(Records from a dataset)
— start —
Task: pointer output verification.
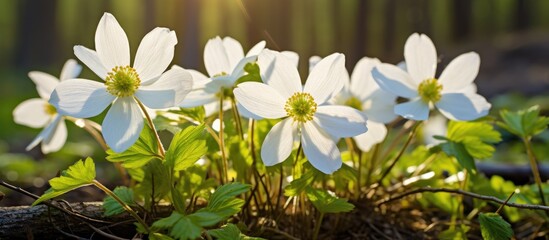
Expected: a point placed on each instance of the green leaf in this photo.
(112, 207)
(179, 226)
(186, 148)
(493, 227)
(298, 185)
(524, 123)
(326, 203)
(82, 173)
(140, 153)
(230, 232)
(197, 114)
(223, 201)
(458, 151)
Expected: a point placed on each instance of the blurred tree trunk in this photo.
(36, 23)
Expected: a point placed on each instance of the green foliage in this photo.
(179, 226)
(156, 180)
(253, 73)
(186, 148)
(297, 186)
(197, 114)
(223, 201)
(139, 154)
(112, 207)
(467, 141)
(493, 227)
(223, 204)
(78, 175)
(230, 232)
(524, 123)
(326, 203)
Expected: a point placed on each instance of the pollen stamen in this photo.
(122, 81)
(430, 90)
(301, 107)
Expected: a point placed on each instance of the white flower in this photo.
(363, 93)
(448, 93)
(307, 118)
(38, 113)
(123, 85)
(225, 61)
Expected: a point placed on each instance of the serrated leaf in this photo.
(139, 154)
(230, 232)
(80, 174)
(326, 203)
(112, 207)
(186, 148)
(493, 227)
(524, 123)
(297, 186)
(223, 201)
(178, 226)
(458, 151)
— end —
■ Task description ■
Substitute "in this image" for every "in this photo" in the data above, leaving everything else unchanged. Don't include the pictures in your answer.

■ Task response ■
Task: pointer output verification.
Expected: a point placed on each instance of the green leaf in this image.
(112, 207)
(179, 226)
(186, 148)
(493, 227)
(298, 185)
(524, 123)
(326, 203)
(82, 173)
(140, 153)
(230, 232)
(197, 114)
(223, 201)
(458, 151)
Expected: a point placed on each instance of the blurred tree trunk in this image.
(36, 23)
Expected: a point placed on each instance of the green foliage in this image.
(179, 226)
(156, 180)
(253, 73)
(186, 148)
(297, 186)
(197, 114)
(223, 201)
(139, 154)
(112, 207)
(467, 141)
(493, 227)
(223, 204)
(78, 175)
(230, 232)
(524, 123)
(326, 203)
Expected: a point placed on each instance of the pollen stamen in this image.
(122, 81)
(430, 90)
(301, 107)
Expected: a point placed on each instance of the white flower in this image.
(363, 93)
(448, 93)
(307, 118)
(38, 113)
(123, 85)
(225, 61)
Expected: a point placed on each instance of the serrated leaf in this image.
(139, 154)
(230, 232)
(80, 174)
(326, 203)
(112, 207)
(186, 148)
(493, 227)
(524, 123)
(297, 186)
(223, 201)
(178, 226)
(458, 151)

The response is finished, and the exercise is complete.